(What to do): Please return the listing below exactly, without any of its pictures.

(Data supplied):
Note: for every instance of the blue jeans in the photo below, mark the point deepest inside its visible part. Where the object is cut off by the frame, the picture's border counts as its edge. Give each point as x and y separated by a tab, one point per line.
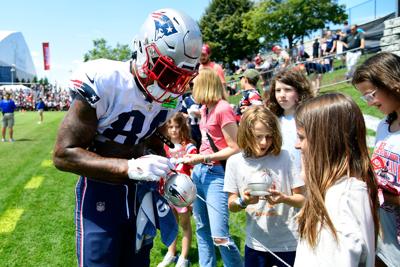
212	219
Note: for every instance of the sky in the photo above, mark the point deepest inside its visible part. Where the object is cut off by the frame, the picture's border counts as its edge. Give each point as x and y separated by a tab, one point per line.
70	26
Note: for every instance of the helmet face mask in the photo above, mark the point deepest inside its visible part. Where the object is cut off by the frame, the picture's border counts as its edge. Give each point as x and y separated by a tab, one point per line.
168	50
180	190
163	70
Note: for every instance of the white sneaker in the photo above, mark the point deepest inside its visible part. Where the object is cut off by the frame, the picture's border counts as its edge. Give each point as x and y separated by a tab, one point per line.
182	262
168	259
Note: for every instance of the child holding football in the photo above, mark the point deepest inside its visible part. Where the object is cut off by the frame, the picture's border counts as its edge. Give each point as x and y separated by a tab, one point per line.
270	219
179	134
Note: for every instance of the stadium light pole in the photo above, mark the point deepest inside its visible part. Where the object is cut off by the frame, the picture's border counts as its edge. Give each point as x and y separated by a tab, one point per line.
12	73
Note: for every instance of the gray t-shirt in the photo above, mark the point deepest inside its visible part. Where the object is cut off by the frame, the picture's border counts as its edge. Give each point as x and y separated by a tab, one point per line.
267	226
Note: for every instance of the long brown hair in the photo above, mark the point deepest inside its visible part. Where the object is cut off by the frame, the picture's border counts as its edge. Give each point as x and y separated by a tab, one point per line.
383	71
336	147
294	78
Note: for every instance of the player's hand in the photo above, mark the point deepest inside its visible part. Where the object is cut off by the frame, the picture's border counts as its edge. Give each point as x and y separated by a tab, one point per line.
248	198
149	168
193	159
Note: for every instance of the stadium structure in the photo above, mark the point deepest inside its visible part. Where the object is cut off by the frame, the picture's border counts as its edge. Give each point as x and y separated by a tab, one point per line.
15	58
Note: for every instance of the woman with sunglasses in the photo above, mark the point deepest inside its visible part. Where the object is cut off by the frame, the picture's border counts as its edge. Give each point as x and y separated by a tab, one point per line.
378	80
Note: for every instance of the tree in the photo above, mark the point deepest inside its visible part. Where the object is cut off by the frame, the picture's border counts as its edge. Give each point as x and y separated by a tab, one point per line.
291	19
102	50
222	29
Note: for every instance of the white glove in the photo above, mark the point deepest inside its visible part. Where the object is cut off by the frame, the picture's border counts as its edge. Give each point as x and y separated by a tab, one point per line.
149	168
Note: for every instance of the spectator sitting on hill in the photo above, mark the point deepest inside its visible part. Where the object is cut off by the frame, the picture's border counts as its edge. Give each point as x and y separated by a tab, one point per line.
251	96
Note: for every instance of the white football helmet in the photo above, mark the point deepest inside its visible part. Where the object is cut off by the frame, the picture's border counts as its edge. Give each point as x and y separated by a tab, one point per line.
168	49
180	190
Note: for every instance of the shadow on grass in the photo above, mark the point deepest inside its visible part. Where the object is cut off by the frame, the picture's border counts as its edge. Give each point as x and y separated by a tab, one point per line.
24	140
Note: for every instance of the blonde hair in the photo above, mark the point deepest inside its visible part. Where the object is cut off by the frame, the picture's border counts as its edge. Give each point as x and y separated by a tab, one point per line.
246	138
208	88
336	146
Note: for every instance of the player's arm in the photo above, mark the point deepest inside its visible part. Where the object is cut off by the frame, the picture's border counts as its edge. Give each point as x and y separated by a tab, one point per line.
75	135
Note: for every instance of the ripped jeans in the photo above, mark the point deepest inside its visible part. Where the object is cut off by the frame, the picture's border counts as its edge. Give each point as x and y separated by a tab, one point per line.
212	223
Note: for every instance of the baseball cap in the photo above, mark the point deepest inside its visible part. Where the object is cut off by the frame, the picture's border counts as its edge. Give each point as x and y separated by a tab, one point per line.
205	49
251	74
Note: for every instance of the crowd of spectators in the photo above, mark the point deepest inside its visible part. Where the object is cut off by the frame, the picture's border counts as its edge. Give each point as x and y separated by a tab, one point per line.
26	98
315	59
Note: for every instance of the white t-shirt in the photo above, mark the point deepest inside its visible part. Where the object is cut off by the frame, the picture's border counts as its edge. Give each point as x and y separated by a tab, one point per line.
348	206
386	162
289	138
272	227
125	115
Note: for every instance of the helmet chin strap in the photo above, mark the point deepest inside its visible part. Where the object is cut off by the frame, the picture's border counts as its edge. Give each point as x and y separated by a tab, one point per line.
150	90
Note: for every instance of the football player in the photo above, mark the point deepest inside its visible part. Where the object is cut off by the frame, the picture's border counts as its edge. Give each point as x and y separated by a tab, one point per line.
117	108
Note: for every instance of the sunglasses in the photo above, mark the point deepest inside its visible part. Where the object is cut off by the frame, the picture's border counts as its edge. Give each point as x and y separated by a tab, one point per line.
369	97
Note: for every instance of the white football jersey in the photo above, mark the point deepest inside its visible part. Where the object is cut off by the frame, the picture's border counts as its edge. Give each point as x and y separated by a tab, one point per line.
123	112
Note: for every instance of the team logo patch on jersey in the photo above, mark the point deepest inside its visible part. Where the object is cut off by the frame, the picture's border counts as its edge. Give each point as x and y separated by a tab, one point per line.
100	206
86	91
164	25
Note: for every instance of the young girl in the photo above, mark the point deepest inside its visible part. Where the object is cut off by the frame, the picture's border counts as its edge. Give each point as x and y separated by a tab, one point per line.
338	223
378	79
270	221
289	88
179	133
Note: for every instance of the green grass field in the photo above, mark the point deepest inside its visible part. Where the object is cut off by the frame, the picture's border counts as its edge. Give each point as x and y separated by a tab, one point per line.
37	201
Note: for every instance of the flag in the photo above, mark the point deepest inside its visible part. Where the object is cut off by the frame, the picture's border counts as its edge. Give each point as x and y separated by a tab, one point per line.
46	55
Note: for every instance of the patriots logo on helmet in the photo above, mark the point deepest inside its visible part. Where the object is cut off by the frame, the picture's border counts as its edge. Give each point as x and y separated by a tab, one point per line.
86	91
164	25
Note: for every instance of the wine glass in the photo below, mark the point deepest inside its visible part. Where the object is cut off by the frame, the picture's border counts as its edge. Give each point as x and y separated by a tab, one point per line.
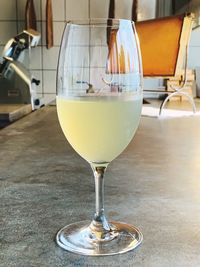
99	101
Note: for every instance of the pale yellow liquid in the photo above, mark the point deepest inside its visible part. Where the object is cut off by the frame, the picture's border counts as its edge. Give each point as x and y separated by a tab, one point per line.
100	128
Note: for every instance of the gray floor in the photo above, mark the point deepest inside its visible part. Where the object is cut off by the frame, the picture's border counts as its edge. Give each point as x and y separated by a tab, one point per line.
154	184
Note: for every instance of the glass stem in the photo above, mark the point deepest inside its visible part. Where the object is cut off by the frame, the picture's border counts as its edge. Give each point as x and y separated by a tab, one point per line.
99	226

(Response to the task):
Note: for every instance of the blue jeans in the photo below, mark the point deepest inside its visible part. Where the object is cut off by the frame, the picture's border counts as its edge. Give each point as x and y separated by a tab, one point per line.
212	219
Note: for every instance of the sky in the photo above, mark the point deepest inside its visible part. Where the object is cut off by the frame, the picture's border counts as its edge. Give each point as x and y separated by a tab, one point per line.
70	26
Note: for every instance of the helmet face mask in the photo above, mark the point deepest inside its visible part. Where the object is cut off by the frame, the picture's border counts as its edge. Give each point as x and y separated by a tab, one point per line.
168	50
180	190
163	70
Note: for every instance of the white sneaker in the photo above, mark the point deepest inside its visible part. Where the object is cut off by the frame, the picture's border counts as its edge. Give each point as x and y separated by a tab, one point per line.
182	262
168	259
Note: for every instance of the child holding football in the photo above, mark the point deepest inside its visible part. Where the object is cut off by the frame, the picture's border counts as its edge. Give each point as x and y separated by a tab, one point per line.
270	219
179	134
Note: for every instance of the stadium light pole in the photo above, mark the point deepest inside its visible part. Where the object is cut off by the frame, the picture's border counts as its edge. Give each point as x and y separated by a tab, one point per line.
12	73
Note: for every instance of the gray t-shirt in the photo above, mark the point deepest inside its visible part. Where the object is cut off by the frame, the picture's border counts as its edge. Give each point as x and y separated by a tab, one point per line.
267	226
Note: for every instance of the long brown hair in the photo above, mark the point deepest inside its visible part. Where the object is cut off by the frame, the picture's border counts as its edge. Give each point as x and y separated by a tab, one point per line.
383	71
336	147
294	78
Note: for every instance of the player's hand in the photo above, mark the point deepest inside its visible part. Where the object is cut off by the frame, the picture's border counts as its edge. Give each point as x and y separated by a tab, one point per line.
248	198
149	168
193	159
Note: for every instance of the stadium structure in the photo above, mark the point deepest inside its visible part. Where the object is cut off by the frame, the picture's border counts as its edge. Give each point as x and y separated by a tab, one point per line.
15	58
Note: for every instance of the woman with sunglasses in the photo above, mark the point deepest inside its visible part. Where the object is cut off by the frame, the picture's border counts as its edge. Give each point as x and y separated by a tab, one point per line.
378	80
Note: for every instance of the tree in the photo above, mark the point deepest inside its visible part. Where the object is cut off by the frame, the picture's border counts as its edge. Give each point as x and y separated by a tab, one point per line.
291	19
102	50
222	29
Note: for every instance of the white glove in the photo above, mark the point deepest inside its visible part. Where the object is cut off by the frame, the picture's border counts as its edge. Give each point as x and y separated by a tab, one point per line.
149	168
Note: for every instance of the spectator sitting on hill in the photo above, mark the point deepest inside its visible part. Where the object is cut off by the frame, the picture's border counts as its edge. Give each point as x and y separated by a tab, one point per line.
251	96
Note: for every instance of the white football helmet in the photo above, mark the point deepest inside its visible part. Where the object is cut off by the frame, the picture's border counts as its edge. Give each point as x and y separated by a tab, one point per line.
168	49
180	190
Note: for every instance of the shadow on grass in the photo above, mark the point deepest inside its visible part. Where the object is cut off by the frame, the picture's border counts as its edge. Give each point as x and y separated by a tab, one point per line.
24	140
Note: for every instance of the blonde hair in the photo above, mark the point deepest inside its visible part. Where the object is cut off by the frame, the picture's border counts as its edge. Give each point as x and y separated by a tab, one point per line.
246	138
208	88
336	146
Note: for every instance of the player's arm in the photo above, mark the point deepest inside its visible part. Where the object is cut off by the frame, the picture's border counts as its edge. Give each point as x and y separated by a tab, one point per line.
75	135
Note: for every instance of the ripped jeans in the photo above, mark the point deepest inside its visible part. Where the object is cut off by the frame, the picture's border counts as its edge. Give each point as x and y separated by a tab, one point per line.
212	223
Note: for every instance of the baseball cap in the photo above, mark the point deepest inside its visible part. Where the object is cut off by the frame, the picture's border counts as its edge. Give each point as x and y separated by a tab, one point per line.
205	49
251	74
Note: for every instance of the crowd of spectators in the photo above, mark the point deepest inside its visible part. Where the object is cut off by the frame, the picture's border counts as its edge. Give each point as x and y separated by a tab, one point per line.
26	98
315	59
Note: for every instance of the white t-shirt in the photo above, mark the point deepest inside its visible part. Where the object is cut off by the frame, the picture's border counts as its edge. Give each point as x and y separated by a tab, one point per line.
348	206
386	162
289	138
272	227
125	115
Note: for every instance of the helmet chin strap in the photo above, mark the point deepest inside its visible part. Where the object is cut off by the frame, the picture's border counts as its edge. Give each point as x and y separated by a tab, one point per line.
150	90
Note: for every instance of the football player in the photo above, mark the point deepest inside its visible part. Where the object is cut off by the frame, the picture's border counts as its edge. Give each point as x and y separated by a tab, one point per line.
117	108
Note: for every instance of the sunglasses in the photo above, mark the point deepest inside its visible part. Where the object is cut off by the frame, the picture's border counts as its edge. Give each point as x and y separated by a tab, one point per line.
369	97
Note: for every instance of the white football jersey in the photo above, mark the point deepest inside its visible part. Where the object is cut off by the frame, the picture's border counts as its edge. Give each point as x and y separated by a tab, one point per line.
123	112
Note: for every instance of the team logo patch on jersey in the photo above, mark the point deepest inside its visible part. Where the object is cut off by the frame, the picture's border counts as its edge. Give each point as x and y separated by a tab, one point per line.
100	206
86	91
164	25
Note: for every instance of the young girl in the photo above, mark the point deepest inside its visible part. Where the object is cut off by the frame, the picture's border counts as its edge. Give each point as x and y separated by a tab, one point per line.
338	223
378	79
270	221
289	88
179	133
Note: for every instance of the green grass field in the photo above, mark the point deepest inside its visible part. Where the object is cut off by the frame, the picture's border counts as its edge. Give each point as x and y separated by a tab, one point per line.
37	201
Note: for every instance of the flag in the photo above, mark the point deepest inside its visible part. Where the object is cut off by the frame, the picture's border counts as its edge. Give each point as x and y separated by a tab, one point per line.
46	55
Note: for every instance of the patriots logo on helmet in the photo above, mark the point deepest inside its visible part. Where the object is cut off by the frame, the picture's border counts as its edge. Give each point as x and y separated by a tab, one point per line.
86	91
164	25
Note: for every instance of the wine glass in the photo below, mark the point deepest inside its visible part. Where the object is cut off by the frame, the picture's border counts as its edge. Give each point as x and y separated by a tab, one point per line.
99	101
Note: for every instance of the pale yellow liquid in the photo above, mark the point deepest inside its visible part. Where the object is cut off by the frame, the picture's border counts as its edge. Give each point as x and y separated by a tab, one point per line.
100	128
Note: for every instance of the gray floor in the photo above, mark the point deepest inside its visible part. Where the object is cut off by the frame, the picture's border counts as its edge. Give each point as x and y separated by a tab, one point per line.
154	184
Note: for every instance of the glass stem in the photo above, mark the point deepest inside its visible part. Where the object is cut off by the frame, the picture's border counts as its edge. Give each point as x and y separated by a tab, one point per line.
99	226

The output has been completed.